■ Task item
Line by line, set down the records below from the first line through the line containing "Task: point to each instance of the tree in". Omit the pictures.

■ Extracted entries
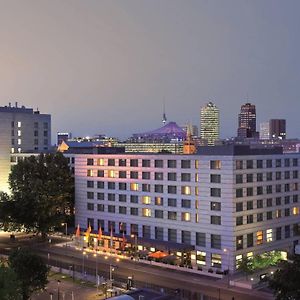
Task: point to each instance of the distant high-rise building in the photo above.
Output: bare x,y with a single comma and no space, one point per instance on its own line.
277,128
209,123
63,136
247,121
264,131
22,130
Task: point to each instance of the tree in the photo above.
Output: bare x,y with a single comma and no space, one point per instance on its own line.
41,194
30,270
285,282
10,287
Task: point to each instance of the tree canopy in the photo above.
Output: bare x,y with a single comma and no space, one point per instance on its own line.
285,282
30,271
41,194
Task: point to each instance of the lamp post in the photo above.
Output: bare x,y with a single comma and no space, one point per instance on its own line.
226,251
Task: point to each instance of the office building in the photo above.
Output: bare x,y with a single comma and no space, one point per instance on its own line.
277,129
213,207
22,130
247,122
209,123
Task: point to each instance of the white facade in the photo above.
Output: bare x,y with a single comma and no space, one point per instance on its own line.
223,205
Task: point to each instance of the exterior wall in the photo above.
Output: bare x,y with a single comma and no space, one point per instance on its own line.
201,210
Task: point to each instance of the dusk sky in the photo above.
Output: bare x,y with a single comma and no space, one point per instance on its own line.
107,66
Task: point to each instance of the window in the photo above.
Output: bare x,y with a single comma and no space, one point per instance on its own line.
122,162
172,177
145,175
185,216
260,203
260,217
239,221
269,163
134,211
172,215
215,192
200,239
146,200
100,196
122,210
122,174
172,189
215,164
122,198
122,186
259,237
239,178
134,199
215,206
239,193
90,195
185,177
172,202
185,164
215,178
134,186
111,209
172,164
250,240
158,163
90,184
215,241
186,190
146,212
146,187
186,237
239,206
249,164
239,242
239,164
158,175
159,233
249,177
269,235
249,219
146,163
216,220
259,164
134,163
159,201
172,235
111,197
111,185
159,214
158,188
90,206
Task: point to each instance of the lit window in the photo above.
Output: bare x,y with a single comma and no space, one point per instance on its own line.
186,217
100,161
146,212
259,237
111,174
134,186
146,200
269,235
185,190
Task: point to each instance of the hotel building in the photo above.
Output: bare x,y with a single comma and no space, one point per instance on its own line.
218,205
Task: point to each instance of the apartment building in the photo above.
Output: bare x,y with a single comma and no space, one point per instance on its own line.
222,203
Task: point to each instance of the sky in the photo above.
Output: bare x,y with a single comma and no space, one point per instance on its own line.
107,67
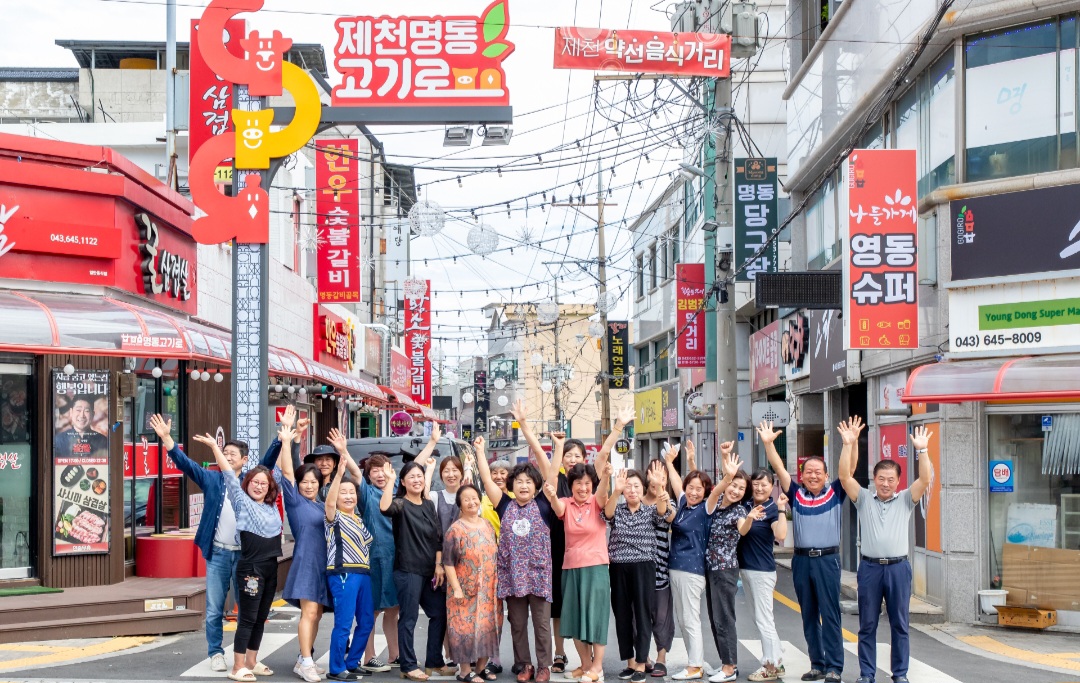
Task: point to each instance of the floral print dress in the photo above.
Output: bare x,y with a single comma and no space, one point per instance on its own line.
472,628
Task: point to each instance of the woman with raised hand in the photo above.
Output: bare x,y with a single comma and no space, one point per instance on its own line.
523,562
586,583
758,566
418,563
728,519
687,561
348,554
469,553
632,548
306,584
663,616
259,527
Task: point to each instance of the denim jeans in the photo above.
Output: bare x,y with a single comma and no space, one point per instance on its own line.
220,573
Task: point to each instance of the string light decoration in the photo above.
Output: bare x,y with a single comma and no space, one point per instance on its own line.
482,240
427,218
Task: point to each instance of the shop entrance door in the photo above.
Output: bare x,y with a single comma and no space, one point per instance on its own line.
15,471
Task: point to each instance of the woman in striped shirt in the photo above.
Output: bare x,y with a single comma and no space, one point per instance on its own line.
259,527
348,562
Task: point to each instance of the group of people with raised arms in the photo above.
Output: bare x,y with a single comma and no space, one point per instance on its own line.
554,540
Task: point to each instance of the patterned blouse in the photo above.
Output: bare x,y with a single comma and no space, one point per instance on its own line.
724,537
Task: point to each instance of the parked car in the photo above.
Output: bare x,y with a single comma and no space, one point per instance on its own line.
402,450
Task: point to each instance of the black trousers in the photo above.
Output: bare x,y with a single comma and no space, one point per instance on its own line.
633,602
415,591
258,583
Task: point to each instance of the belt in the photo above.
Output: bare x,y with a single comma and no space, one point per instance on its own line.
817,552
883,560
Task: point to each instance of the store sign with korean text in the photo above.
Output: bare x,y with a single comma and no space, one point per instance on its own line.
481,402
81,441
756,218
689,315
1016,233
881,307
646,52
765,358
335,339
1016,318
618,339
210,96
423,61
418,338
337,205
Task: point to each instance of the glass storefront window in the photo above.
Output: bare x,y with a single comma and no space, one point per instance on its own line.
1042,509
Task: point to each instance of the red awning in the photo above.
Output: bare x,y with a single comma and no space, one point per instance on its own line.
71,323
1024,378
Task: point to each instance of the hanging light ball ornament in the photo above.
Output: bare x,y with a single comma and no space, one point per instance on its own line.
482,240
607,302
427,218
548,312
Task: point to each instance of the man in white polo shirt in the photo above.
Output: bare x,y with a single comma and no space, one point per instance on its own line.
883,572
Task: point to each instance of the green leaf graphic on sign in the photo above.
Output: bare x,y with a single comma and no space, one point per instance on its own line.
495,50
495,21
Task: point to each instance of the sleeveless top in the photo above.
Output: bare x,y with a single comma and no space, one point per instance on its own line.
524,552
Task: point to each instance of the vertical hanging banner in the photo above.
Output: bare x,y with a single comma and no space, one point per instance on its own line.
755,217
337,205
418,338
881,307
80,463
481,402
689,318
210,96
618,337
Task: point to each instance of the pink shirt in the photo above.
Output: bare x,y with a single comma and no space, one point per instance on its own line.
585,534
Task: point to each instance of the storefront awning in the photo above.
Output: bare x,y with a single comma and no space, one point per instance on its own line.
71,323
1024,378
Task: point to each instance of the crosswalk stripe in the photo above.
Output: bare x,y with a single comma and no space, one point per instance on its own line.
916,670
271,643
794,659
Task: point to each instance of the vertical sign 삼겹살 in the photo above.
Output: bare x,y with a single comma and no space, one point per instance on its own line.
418,338
756,217
337,204
689,317
881,306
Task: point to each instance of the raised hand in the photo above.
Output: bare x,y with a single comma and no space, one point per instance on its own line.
766,433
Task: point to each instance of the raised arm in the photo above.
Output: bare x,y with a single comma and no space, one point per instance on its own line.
331,506
673,477
730,464
768,437
920,440
849,456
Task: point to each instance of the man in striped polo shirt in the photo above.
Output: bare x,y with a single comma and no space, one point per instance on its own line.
817,509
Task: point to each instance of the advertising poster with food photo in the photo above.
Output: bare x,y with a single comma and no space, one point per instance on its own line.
80,463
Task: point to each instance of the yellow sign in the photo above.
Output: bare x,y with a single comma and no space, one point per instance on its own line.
648,407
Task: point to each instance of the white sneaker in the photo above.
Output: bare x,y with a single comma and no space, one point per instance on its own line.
217,663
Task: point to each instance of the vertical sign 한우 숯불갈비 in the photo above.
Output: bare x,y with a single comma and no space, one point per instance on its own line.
756,218
337,205
881,305
689,315
418,338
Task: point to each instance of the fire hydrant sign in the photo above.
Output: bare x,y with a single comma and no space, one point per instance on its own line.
337,203
423,61
881,266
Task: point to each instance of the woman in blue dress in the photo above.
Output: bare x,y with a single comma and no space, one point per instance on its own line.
306,585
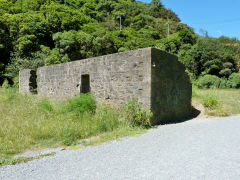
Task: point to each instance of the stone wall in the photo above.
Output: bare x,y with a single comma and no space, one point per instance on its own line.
155,78
27,81
171,89
115,78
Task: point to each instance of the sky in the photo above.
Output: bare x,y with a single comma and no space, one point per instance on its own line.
217,17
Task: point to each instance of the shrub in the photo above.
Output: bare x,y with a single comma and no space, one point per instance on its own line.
210,102
5,84
46,105
16,82
79,105
208,81
223,84
135,115
234,80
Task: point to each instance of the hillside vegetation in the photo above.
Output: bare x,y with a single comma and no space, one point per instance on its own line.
44,32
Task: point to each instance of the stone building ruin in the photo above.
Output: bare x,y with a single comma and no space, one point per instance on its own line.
154,77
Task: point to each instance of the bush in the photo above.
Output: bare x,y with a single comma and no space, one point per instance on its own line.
79,105
135,115
208,81
16,82
224,84
234,80
210,102
5,84
46,105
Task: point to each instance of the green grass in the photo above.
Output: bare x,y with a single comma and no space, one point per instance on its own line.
218,102
30,122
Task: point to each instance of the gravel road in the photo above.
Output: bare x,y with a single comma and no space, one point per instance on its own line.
196,149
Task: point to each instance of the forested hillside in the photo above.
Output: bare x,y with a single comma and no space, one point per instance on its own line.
43,32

■ Task result
Task: point to each instance of the distant high-rise building in the photo above.
Output: bare x,y with a single comma and no space, one point per instance on its own line.
277,128
209,123
63,136
247,121
264,131
22,130
Task: point to each instance of the tree in the photo above.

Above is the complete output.